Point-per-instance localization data

::::

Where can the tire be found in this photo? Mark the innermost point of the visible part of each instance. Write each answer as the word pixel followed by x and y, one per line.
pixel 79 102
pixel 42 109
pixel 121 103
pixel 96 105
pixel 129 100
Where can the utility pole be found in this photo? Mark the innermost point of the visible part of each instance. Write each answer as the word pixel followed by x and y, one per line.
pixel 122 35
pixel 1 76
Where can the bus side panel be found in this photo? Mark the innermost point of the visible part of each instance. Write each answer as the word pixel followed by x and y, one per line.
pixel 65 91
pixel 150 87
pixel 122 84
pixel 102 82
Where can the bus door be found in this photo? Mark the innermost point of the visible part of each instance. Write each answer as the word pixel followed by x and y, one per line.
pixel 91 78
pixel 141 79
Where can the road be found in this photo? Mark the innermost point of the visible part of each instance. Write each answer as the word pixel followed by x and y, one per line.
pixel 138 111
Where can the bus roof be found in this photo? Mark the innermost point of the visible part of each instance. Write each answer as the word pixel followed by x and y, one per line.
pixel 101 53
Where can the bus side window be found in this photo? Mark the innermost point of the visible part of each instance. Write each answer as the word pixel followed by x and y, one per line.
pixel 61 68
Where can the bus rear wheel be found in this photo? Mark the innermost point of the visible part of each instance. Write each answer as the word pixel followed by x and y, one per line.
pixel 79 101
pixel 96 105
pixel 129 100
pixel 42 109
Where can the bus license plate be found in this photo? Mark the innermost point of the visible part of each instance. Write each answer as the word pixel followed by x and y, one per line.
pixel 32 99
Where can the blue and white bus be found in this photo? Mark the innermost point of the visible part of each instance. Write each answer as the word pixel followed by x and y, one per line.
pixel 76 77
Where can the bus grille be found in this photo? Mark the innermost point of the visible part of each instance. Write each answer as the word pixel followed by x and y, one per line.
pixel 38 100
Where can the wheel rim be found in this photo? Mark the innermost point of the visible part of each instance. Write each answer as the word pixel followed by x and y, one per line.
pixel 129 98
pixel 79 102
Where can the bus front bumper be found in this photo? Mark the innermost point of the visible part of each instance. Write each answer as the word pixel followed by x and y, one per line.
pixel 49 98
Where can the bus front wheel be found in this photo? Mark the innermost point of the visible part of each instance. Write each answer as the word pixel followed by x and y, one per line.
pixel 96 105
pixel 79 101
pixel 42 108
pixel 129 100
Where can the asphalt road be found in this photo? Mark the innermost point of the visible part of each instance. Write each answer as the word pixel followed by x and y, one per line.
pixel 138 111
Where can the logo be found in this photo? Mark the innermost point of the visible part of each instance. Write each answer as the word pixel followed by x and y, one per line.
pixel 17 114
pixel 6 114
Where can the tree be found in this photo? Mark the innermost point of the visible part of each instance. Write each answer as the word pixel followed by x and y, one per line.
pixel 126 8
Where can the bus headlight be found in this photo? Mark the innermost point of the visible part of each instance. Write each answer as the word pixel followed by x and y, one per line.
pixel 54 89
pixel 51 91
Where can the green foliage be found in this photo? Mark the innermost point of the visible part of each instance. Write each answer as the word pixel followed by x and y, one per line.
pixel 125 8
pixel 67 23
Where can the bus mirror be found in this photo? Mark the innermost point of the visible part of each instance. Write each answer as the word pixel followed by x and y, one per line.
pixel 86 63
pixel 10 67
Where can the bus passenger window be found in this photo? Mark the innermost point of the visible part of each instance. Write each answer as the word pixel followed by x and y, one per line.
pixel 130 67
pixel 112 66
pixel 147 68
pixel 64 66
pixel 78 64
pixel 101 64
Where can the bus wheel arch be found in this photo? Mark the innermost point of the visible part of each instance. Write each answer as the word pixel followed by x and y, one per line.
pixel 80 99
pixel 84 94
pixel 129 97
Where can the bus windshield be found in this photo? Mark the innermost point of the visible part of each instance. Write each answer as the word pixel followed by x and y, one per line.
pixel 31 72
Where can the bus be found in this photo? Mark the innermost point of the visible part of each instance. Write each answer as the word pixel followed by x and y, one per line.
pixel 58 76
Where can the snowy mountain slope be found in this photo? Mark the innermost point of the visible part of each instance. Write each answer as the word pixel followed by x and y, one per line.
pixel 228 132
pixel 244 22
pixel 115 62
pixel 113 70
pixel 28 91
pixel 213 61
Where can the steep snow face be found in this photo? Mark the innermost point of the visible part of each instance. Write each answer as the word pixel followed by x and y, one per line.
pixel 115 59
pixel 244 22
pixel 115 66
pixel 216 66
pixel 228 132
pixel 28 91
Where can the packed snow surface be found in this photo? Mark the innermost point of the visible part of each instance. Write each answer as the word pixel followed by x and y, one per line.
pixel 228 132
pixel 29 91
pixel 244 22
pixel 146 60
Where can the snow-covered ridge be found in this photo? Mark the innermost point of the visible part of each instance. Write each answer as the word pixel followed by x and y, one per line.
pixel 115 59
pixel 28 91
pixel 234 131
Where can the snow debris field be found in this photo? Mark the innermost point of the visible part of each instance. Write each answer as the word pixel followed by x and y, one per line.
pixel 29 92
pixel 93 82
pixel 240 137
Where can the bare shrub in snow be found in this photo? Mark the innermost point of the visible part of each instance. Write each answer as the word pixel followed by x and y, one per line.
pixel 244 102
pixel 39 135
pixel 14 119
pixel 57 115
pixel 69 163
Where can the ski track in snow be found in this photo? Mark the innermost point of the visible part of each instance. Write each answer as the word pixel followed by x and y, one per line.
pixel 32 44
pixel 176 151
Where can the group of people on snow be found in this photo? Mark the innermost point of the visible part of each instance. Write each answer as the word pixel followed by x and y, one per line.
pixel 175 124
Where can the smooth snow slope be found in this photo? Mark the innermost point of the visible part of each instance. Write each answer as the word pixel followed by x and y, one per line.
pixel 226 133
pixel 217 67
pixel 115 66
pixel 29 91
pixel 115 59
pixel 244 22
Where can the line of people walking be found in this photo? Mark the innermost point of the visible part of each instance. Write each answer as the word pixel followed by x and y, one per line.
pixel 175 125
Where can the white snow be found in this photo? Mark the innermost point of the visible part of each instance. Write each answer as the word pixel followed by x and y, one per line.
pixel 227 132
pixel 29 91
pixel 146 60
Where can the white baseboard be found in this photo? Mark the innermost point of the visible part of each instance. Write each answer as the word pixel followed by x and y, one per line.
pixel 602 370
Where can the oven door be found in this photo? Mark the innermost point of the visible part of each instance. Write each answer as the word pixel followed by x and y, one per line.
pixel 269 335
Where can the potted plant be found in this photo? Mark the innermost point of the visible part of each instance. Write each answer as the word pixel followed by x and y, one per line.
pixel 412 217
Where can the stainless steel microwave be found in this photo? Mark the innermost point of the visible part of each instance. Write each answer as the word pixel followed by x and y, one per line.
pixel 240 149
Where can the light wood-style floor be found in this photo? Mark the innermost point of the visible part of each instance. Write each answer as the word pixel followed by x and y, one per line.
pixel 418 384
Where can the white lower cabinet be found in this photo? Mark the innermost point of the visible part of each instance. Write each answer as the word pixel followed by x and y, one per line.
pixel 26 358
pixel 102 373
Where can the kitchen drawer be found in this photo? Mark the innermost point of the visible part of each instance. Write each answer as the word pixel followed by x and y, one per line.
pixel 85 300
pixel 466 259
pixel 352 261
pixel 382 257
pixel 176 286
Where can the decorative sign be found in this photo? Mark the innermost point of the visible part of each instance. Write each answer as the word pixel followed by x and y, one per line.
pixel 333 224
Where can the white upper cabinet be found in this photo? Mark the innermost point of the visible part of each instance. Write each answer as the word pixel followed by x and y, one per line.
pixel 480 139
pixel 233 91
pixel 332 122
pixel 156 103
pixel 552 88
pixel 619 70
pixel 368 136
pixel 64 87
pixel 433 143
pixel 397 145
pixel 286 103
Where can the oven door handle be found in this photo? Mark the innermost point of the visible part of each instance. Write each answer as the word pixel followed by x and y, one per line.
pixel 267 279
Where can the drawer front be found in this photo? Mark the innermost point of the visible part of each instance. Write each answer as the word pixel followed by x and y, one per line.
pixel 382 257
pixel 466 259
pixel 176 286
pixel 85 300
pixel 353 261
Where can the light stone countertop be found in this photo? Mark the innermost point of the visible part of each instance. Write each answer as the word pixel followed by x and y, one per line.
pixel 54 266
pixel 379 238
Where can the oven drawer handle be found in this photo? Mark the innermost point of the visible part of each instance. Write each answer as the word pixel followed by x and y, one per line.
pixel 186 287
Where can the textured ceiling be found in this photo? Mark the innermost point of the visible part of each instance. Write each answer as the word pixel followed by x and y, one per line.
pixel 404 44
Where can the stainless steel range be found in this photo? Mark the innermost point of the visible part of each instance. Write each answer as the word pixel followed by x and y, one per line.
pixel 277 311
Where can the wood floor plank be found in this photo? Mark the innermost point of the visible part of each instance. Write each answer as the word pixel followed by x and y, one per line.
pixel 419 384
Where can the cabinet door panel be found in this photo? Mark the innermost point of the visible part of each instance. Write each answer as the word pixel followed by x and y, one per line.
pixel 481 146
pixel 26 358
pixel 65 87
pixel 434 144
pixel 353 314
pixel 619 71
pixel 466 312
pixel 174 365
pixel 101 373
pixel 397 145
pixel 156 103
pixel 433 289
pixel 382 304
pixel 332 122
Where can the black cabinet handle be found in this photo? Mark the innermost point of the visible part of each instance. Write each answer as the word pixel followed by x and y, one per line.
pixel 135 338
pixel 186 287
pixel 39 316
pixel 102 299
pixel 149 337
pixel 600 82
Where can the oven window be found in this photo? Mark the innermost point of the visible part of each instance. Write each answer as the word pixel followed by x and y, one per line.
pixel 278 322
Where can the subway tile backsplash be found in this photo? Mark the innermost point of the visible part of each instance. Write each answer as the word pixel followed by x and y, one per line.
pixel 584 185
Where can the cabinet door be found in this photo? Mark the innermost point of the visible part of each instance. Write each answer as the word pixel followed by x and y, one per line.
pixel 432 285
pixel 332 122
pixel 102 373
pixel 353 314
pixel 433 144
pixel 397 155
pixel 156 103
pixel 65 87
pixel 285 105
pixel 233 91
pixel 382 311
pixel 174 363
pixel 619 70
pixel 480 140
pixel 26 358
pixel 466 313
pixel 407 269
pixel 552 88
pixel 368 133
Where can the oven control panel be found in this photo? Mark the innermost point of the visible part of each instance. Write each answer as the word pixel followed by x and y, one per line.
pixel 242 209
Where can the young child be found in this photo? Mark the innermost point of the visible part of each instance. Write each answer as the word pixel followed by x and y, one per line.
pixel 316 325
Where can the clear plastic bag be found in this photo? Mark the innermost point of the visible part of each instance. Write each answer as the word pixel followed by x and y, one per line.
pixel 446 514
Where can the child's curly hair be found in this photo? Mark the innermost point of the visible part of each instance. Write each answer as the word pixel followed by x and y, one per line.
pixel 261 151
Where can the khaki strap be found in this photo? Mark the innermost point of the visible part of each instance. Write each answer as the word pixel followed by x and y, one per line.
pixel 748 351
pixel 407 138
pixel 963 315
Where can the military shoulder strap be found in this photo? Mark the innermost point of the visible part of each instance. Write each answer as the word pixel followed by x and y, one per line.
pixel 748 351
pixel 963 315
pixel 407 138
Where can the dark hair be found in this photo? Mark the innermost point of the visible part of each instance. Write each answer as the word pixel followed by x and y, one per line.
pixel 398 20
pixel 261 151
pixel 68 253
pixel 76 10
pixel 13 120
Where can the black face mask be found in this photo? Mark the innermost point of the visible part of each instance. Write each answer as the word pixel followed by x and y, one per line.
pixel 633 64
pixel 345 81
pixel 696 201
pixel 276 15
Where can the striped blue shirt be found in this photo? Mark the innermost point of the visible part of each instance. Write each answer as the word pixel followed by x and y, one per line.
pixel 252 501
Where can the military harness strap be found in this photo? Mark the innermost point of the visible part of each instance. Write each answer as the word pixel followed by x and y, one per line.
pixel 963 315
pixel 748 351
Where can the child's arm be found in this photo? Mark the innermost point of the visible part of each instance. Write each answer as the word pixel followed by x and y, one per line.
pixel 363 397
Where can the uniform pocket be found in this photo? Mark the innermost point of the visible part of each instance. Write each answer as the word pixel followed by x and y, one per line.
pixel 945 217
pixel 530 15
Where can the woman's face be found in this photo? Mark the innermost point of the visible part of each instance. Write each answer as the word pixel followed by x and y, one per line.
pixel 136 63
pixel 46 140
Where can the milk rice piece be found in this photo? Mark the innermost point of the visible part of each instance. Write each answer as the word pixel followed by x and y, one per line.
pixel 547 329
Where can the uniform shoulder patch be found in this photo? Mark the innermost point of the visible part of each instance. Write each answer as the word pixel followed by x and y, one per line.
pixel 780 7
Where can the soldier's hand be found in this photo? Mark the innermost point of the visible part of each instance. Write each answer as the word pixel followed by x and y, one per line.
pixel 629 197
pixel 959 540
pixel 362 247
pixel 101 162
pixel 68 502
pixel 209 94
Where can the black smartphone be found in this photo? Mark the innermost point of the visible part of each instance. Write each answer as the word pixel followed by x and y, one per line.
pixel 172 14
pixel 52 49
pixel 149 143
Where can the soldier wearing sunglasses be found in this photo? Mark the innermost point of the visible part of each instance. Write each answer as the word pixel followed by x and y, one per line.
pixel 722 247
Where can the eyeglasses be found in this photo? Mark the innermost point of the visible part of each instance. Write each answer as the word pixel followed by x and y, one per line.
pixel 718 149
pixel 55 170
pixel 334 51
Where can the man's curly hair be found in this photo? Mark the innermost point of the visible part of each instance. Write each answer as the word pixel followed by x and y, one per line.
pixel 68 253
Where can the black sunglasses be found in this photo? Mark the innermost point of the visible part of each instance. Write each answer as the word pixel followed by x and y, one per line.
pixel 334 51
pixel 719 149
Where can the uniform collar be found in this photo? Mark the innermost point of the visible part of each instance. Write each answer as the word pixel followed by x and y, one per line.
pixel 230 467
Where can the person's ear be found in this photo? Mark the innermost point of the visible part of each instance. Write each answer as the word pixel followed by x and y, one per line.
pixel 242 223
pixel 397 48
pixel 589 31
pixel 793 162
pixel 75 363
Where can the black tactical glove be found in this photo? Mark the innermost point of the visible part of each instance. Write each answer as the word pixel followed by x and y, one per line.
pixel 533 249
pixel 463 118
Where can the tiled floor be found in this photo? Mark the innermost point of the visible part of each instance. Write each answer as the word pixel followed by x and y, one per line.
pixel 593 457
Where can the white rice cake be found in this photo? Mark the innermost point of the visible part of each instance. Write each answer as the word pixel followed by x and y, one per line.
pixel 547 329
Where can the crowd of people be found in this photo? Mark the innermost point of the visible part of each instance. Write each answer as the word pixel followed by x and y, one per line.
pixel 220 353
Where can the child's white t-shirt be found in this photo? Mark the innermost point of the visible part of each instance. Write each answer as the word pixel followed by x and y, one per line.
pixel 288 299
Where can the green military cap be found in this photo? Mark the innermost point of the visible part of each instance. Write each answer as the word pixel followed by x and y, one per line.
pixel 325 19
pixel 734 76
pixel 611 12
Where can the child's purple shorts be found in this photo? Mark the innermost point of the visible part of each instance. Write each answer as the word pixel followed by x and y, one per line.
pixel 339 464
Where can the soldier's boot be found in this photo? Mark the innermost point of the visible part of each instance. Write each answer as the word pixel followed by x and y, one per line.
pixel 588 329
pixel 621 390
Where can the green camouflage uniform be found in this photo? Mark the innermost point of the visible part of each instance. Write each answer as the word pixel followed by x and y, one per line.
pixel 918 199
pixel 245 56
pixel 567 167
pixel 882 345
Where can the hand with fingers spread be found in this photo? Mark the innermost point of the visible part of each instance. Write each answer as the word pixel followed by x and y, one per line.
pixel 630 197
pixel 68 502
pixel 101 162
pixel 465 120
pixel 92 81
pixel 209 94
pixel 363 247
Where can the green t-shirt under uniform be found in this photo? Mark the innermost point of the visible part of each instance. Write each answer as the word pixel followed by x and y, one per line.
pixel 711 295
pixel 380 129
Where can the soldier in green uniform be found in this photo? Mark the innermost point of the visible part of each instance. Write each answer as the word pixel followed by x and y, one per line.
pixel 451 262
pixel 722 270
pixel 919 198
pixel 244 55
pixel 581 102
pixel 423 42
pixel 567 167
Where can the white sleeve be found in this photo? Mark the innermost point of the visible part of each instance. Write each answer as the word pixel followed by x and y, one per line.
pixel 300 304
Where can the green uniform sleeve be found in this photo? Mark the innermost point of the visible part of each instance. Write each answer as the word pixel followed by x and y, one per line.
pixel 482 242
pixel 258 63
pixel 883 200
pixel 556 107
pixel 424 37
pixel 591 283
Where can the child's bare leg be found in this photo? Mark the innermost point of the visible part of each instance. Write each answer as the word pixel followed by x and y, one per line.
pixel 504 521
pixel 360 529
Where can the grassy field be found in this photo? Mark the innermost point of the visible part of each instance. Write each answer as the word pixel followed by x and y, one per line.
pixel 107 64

::::

The line containing "Where can the child's bare" and every line after it, through the end of the records above: output exactly those, and nothing else.

Where can the child's bare leg be found in this photo? Mark the innermost point of the visible part of each instance. Write each answer as the word pixel followed by x and y, one per line.
pixel 504 521
pixel 360 529
Where can the grassy field be found in this photo? Mark the innermost point of the visible part of each instance. Write each answer as the word pixel followed by x and y, one per line.
pixel 107 64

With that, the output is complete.